Top of Text under study
Dana Milbank: A bounty of gratitude, if you must know
“So this is how it’s going to work today,” White House press secretary Sarah Huckabee Sanders informed the press corps Monday. She told reporters that “if you want to ask a question,” you should “start off with what you’re thankful for.”
Like good little girls and boys, several obliged. The reporters were grateful for their children, their spouses, their health and the privilege of getting to ask questions at the White House. Then there was John Gizzi of Newsmax, thankful to his wife “for saying yes on the fourth request. My question is about Zimbabwe …”
I prefer to share my thoughts of gratitude with my family at the Thanksgiving table, rather than when commanded to by a Trump mouthpiece. But maybe Sanders was onto something with her infantilizing of the press corps. Maybe in this week of Thanksgiving, we all should speak about what we are grateful for in public life. I’ll start.
Sarah, I am thankful for the checks and balances the founders put in place, for they are what stand between us and despotism when a demagogic president’s instincts would take us there. And I am profoundly grateful to the many men and women who, often at great personal cost and risk, have stood up to the authoritarian in the White House. President Trump has done much damage, particularly to our international standing and our civil culture, but it would be so much worse without these profiles in courage.
I’m thankful for James Comey, who was fired because he refused to be bullied by Trump into curtailing the FBI’s investigation into Russian interference in the 2016 election.
I’m thankful for Rod Rosenstein, the deputy attorney general, who after an initial stumble redeemed himself by naming a special counsel to carry on the Russia probe.
I’m thankful for Robert Mueller III, like Comey a veteran of both Republican and Democratic administrations, who is pursuing the probe without yielding to Trump’s trash talk.
I’m thankful for Angela Merkel, Emmanuel Macron, Justin Trudeau and others who are trying to maintain international order and to fill the void in world leadership left by Trump’s retreat.
I’m thankful for Sally Yates, who forced Trump to fire her as acting attorney general rather than enforce his unconstitutional ban on travelers from Muslim-majority nations.
Bottom of Text under study
Exercise directions:
In the column about Thanksgiving gratitude, what did John Gizzi of Newsmax thank his wife for?
Top of Entries provided
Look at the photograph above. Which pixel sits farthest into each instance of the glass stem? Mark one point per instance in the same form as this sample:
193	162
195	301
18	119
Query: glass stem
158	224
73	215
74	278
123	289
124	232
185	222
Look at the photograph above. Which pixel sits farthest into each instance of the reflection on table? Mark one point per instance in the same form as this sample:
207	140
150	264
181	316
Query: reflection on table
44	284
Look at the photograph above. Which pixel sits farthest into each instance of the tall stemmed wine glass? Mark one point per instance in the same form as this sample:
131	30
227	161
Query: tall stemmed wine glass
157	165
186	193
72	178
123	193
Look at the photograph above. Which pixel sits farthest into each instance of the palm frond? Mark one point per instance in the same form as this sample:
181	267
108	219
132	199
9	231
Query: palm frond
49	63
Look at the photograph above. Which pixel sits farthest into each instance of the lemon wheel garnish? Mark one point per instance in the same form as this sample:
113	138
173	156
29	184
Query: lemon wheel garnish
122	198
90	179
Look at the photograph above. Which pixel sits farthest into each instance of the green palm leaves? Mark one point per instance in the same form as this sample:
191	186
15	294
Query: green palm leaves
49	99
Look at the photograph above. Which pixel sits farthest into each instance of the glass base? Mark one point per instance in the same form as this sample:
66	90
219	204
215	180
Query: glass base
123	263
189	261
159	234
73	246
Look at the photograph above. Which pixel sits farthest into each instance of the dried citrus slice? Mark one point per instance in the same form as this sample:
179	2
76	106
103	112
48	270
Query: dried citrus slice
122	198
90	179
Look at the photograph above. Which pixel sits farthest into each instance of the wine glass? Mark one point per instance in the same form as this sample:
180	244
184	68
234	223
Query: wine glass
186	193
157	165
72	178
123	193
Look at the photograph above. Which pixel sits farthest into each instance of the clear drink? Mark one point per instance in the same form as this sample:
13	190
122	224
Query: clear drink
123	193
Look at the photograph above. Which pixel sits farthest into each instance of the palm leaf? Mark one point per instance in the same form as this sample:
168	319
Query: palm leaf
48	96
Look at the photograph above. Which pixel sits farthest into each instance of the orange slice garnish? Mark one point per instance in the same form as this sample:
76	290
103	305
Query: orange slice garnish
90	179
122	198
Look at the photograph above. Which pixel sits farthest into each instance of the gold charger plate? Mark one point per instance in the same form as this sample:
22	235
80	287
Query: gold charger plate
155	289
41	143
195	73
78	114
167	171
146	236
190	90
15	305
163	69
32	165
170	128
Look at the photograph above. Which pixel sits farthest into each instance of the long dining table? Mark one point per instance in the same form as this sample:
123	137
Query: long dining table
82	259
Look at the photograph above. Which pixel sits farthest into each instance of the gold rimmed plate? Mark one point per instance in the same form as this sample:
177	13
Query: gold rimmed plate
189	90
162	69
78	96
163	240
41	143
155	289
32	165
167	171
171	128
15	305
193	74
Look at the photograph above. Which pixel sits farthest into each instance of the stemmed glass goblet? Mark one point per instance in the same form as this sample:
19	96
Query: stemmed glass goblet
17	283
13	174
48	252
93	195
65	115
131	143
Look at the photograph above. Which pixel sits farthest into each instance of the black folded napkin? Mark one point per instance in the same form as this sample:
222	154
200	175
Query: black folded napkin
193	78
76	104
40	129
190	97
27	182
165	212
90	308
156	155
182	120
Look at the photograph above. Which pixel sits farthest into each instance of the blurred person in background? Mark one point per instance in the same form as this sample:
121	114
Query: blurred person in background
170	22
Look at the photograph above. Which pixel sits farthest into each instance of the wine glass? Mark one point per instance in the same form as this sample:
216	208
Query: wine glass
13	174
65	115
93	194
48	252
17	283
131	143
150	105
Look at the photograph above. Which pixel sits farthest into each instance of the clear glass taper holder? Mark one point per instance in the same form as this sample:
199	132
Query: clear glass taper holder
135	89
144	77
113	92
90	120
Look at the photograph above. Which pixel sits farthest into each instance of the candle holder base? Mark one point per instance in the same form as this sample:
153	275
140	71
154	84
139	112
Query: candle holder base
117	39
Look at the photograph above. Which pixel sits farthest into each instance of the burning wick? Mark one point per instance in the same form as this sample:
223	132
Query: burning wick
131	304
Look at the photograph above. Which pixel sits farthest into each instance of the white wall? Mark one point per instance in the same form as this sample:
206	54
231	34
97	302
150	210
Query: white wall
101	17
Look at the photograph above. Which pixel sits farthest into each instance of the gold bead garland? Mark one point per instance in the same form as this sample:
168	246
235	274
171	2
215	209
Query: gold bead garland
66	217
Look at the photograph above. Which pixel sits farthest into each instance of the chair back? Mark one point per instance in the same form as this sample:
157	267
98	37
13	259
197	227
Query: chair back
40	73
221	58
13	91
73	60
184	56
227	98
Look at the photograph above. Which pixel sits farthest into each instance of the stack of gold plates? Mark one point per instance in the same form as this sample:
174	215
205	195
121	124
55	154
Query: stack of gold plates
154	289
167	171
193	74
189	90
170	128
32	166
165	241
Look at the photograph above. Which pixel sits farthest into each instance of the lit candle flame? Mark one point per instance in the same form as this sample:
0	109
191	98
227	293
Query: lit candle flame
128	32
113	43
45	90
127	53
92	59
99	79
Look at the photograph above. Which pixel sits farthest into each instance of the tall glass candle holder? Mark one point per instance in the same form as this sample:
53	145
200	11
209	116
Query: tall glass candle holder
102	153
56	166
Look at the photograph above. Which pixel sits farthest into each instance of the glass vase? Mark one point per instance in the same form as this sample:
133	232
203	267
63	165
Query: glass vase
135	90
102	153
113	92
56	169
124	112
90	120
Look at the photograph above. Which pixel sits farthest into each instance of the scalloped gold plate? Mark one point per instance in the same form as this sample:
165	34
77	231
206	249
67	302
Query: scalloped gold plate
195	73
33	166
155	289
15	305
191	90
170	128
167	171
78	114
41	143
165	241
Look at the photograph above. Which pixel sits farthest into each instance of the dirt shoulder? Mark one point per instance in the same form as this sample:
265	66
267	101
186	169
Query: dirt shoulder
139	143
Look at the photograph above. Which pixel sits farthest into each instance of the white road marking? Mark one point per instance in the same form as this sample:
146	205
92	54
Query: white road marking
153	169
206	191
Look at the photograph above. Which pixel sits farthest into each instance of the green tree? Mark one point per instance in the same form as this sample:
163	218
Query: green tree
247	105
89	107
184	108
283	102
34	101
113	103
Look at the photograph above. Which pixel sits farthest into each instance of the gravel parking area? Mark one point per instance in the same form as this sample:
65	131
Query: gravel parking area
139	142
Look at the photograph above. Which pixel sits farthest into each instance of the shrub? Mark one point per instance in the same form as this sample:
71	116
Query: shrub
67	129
Bottom of Entries provided
Exercise response:
He thanked her "for saying yes on the fourth request."